• Task brief: Could you set down exactly the lines of the data below, starting at the one that holds "Place a dot on every instance of the muddy" and ending at the one that holds "Place a dot on every instance of the tree trunk, one", both included, and only those?

Referring expression pointing data:
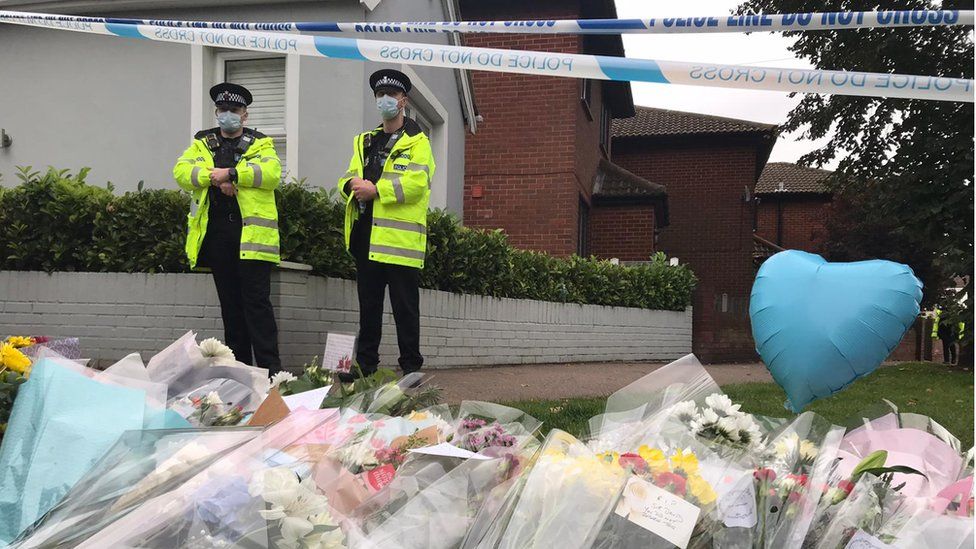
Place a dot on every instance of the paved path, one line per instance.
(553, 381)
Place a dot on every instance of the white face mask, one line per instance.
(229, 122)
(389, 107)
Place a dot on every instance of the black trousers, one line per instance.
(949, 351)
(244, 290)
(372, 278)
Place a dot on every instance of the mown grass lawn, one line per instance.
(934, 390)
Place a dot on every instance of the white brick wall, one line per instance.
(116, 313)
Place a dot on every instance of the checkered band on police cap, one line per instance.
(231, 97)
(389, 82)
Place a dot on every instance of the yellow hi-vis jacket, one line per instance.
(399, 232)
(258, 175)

--

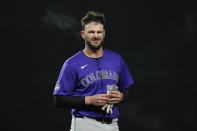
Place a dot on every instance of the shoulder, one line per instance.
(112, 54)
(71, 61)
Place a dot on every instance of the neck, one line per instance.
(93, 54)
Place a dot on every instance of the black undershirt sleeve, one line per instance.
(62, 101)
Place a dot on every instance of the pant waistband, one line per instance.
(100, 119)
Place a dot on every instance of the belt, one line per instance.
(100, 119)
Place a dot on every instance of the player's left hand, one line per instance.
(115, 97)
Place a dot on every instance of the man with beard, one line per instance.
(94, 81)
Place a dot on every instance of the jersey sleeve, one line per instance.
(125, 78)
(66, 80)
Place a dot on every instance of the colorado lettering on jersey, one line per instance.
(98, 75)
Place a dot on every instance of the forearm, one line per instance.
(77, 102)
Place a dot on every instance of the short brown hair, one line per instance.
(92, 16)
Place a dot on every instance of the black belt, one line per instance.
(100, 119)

...

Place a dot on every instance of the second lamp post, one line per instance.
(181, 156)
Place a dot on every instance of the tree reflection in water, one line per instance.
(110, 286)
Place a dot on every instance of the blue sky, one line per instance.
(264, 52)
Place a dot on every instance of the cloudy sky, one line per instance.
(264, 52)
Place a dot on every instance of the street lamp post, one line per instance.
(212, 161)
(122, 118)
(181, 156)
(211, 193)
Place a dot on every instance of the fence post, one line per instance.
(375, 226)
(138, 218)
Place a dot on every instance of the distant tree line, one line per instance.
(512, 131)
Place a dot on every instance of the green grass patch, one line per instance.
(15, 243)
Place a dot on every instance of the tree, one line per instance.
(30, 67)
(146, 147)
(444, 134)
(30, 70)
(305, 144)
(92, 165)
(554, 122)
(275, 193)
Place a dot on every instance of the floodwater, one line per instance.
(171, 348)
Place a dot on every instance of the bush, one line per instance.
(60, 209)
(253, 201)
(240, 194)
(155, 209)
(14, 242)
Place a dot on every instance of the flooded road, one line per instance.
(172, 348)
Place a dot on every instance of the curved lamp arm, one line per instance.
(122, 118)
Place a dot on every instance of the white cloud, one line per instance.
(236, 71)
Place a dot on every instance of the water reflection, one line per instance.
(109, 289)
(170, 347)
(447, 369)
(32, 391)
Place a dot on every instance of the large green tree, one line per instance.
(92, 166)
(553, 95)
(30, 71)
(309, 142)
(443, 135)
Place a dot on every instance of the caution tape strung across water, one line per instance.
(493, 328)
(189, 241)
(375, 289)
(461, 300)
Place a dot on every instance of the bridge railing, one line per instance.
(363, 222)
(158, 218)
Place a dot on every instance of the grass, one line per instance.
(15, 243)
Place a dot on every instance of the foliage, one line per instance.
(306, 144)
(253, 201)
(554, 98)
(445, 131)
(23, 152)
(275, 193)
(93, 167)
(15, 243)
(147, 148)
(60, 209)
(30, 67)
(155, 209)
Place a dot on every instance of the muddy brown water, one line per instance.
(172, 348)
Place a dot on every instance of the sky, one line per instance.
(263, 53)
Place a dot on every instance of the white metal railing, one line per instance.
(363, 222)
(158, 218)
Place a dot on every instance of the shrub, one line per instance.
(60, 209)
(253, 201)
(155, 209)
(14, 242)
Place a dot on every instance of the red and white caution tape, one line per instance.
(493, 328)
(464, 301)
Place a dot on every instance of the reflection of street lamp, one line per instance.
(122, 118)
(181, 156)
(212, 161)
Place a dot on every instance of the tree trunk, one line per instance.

• Reply:
Place a dot on every instance of the muddy brown water, one line per instance.
(172, 348)
Place a dot on every instance of the sky, one line per instance.
(263, 53)
Place a dot on every instance of the white metal railing, one line per instance.
(363, 222)
(158, 218)
Place a dot on every instance of the shrub, one line per instance.
(60, 209)
(253, 201)
(155, 209)
(14, 242)
Place a dot on every instance of the red and white caution tape, one line per instance.
(493, 328)
(464, 301)
Place a dot on every instance of the reflection of street lamp, one line per instance.
(122, 118)
(181, 156)
(212, 161)
Place a dot on every instance of the tree trunk, one line per instance.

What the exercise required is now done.